- ABOUT THIS EXERCISE
Return the records in full, with every character preserved.

- RECORDS TO PROCESS
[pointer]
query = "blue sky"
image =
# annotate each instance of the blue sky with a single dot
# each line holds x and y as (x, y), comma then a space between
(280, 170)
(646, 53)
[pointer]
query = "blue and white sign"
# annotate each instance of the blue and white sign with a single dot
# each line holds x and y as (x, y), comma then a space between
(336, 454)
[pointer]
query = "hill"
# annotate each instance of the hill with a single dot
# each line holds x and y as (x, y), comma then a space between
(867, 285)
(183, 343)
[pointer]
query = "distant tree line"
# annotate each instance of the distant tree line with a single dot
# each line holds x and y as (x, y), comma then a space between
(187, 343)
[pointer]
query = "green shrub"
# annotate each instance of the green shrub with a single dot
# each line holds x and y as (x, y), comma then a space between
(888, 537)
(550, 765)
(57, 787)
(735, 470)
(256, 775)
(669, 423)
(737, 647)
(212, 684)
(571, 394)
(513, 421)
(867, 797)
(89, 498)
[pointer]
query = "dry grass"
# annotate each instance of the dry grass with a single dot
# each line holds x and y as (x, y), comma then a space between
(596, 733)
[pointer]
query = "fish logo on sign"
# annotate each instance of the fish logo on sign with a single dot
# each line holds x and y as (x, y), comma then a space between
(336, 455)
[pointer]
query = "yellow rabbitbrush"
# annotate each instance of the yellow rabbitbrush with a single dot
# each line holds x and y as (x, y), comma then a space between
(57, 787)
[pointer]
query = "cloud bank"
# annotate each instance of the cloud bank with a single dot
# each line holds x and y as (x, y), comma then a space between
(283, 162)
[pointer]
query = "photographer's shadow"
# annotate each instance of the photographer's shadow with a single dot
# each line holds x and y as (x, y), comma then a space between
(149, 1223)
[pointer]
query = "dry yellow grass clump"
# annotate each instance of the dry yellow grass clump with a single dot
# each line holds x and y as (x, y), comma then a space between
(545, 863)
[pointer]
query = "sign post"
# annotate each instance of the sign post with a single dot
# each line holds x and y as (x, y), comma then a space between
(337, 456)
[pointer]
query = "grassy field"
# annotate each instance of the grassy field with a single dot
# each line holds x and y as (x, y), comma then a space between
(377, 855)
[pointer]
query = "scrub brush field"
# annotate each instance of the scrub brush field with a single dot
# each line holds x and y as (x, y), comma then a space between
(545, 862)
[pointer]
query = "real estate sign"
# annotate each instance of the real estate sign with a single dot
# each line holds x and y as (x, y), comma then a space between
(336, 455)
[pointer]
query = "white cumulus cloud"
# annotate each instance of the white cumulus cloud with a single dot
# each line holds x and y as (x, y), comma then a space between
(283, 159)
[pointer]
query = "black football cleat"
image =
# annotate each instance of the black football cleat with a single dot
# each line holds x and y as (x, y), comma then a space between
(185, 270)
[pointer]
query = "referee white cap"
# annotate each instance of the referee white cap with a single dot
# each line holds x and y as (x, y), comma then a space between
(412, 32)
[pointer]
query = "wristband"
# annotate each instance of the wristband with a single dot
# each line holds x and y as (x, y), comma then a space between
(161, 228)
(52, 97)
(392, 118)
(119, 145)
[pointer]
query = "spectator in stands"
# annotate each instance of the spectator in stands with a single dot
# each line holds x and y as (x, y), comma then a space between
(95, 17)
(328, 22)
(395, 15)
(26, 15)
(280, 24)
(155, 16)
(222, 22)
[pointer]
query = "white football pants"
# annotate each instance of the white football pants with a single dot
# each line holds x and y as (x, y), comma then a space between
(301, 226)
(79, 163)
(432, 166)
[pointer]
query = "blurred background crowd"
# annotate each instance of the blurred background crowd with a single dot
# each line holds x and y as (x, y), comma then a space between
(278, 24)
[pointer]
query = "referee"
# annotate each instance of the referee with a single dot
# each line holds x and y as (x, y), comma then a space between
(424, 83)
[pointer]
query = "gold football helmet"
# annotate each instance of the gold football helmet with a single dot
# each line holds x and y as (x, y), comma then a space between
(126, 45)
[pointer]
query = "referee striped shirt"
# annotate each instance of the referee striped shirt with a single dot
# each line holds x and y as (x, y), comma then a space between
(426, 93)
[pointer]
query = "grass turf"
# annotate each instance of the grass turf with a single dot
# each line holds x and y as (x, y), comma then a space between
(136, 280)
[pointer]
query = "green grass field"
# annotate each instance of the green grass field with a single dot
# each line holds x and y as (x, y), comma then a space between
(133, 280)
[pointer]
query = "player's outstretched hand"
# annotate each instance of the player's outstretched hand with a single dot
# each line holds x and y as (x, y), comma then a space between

- EXERCISE RESPONSE
[pointer]
query = "blue sky"
image =
# annotate each instance of the blue sky with a single dot
# each line holds x and y as (x, y), comma then a space between
(280, 170)
(646, 53)
[pointer]
query = "blue and white sign"
# annotate each instance of the blue and white sign with a single dot
# each line holds x and y as (x, y), comma then a space between
(336, 454)
[pointer]
query = "hill"
# annotate each instance of the hill with a single dot
# each line holds x and y as (x, y), comma then a space between
(867, 285)
(183, 343)
[pointer]
query = "distant tree line"
# annotate each instance of the distant tree line with a single dot
# each line holds x and y as (x, y), comma then a space between
(187, 343)
[pointer]
query = "green shrub"
# annotate each instance of the green shrub with a single dot
# each line holds x and y as (x, y), comma then a space between
(888, 537)
(550, 765)
(57, 787)
(735, 470)
(256, 775)
(669, 423)
(737, 647)
(212, 684)
(571, 394)
(513, 421)
(867, 797)
(89, 498)
[pointer]
query = "dry grass"
# annotate each instance of the dry grass with a single dot
# each line holds x and y as (x, y), comma then a space between
(596, 733)
[pointer]
query = "fish logo on sign"
# annotate each instance of the fish logo on sign with a single dot
# each line holds x and y as (x, y), comma then a space between
(336, 455)
[pointer]
query = "yellow rabbitbrush"
# annotate each instance of the yellow rabbitbrush with a single dot
# each line holds x and y as (x, y), comma then a space between
(57, 787)
[pointer]
query = "cloud bank"
# annotate each instance of the cloud bank with a single dot
# each line holds x and y as (x, y), comma then a space between
(283, 162)
[pointer]
query = "photographer's shadow"
# annotate each instance of the photographer's shadow with a single dot
# each line holds x and y as (x, y), comma then a space between
(149, 1223)
[pointer]
query = "dry yellow grass clump"
# annotate each instance of the dry yellow grass clump with a single dot
# each line holds x and y as (x, y), comma then a space between
(545, 863)
[pointer]
query = "sign post"
# annotate each instance of the sign post with a single dot
# each line holds x and y as (x, y), comma then a space between
(337, 456)
[pointer]
query = "grassy field"
# annotate each instance of the grassy field with a single dot
# each line holds x and y as (x, y), comma then a space between
(377, 855)
[pointer]
query = "scrub brush field"
# annotate each instance of the scrub brush field with a single dot
# each line holds x and y as (x, y), comma then a space between
(545, 862)
[pointer]
query = "real estate sign"
# annotate each instance of the real estate sign with a single dot
# each line holds x and y as (x, y), comma then a space between
(336, 455)
[pointer]
query = "white cumulus cloud"
# annotate each instance of the white cumulus cloud with a single dot
# each line holds x and y as (x, y), comma then a space between
(283, 159)
[pointer]
query = "black football cleat"
image =
# annotate each instance of the black football cleat with a single dot
# each line holds x and y as (x, y), comma then a space between
(185, 270)
[pointer]
query = "referee white cap"
# annotate each instance of the referee white cap with a single dot
# each line holds x and y as (x, y), comma then a space between
(412, 32)
[pointer]
query = "wristband"
# annotate each instance of the wristband with a single dot
# each line holds x and y as (x, y), comma then a space between
(161, 228)
(52, 97)
(392, 118)
(119, 145)
[pointer]
query = "spectator in stands"
# annotate each instance of the spectator in stands with a single dot
# each line holds x and y as (x, y), comma then a space between
(95, 17)
(328, 22)
(395, 15)
(26, 15)
(280, 24)
(155, 16)
(222, 22)
[pointer]
query = "white football pants"
# annotate each instance of the white football pants with a single dot
# each line holds x and y as (x, y), comma then a space between
(301, 226)
(79, 163)
(432, 166)
[pointer]
query = "blurred background crowd"
# annotate each instance of the blurred background crowd with a single dot
# each line holds x and y as (x, y), comma then a space between
(278, 24)
[pointer]
query = "referee"
# annotate each instance of the referee with a single dot
# each line holds x and y as (x, y), comma then a space between
(424, 83)
[pointer]
query = "gold football helmet"
# annotate each instance of the gold football helmet with a single dot
# each line holds x and y as (x, y), comma then a space between
(126, 45)
[pointer]
query = "referee striped shirt"
# annotate each instance of the referee striped shirt with a single dot
# each line holds x and y as (x, y), comma then a space between
(426, 93)
[pointer]
query = "grass turf"
# annotate each instance of the grass turf with a single dot
# each line holds x and y as (x, y), comma then a space between
(136, 280)
[pointer]
query = "green grass field"
# annotate each instance of the green grass field with a single dot
# each line holds x and y as (x, y), comma then a space between
(133, 280)
[pointer]
query = "player's outstretched hand"
# annotate each instance of the player's outstretched hand with a single dot
# each line holds x and y as (x, y), comma then a space between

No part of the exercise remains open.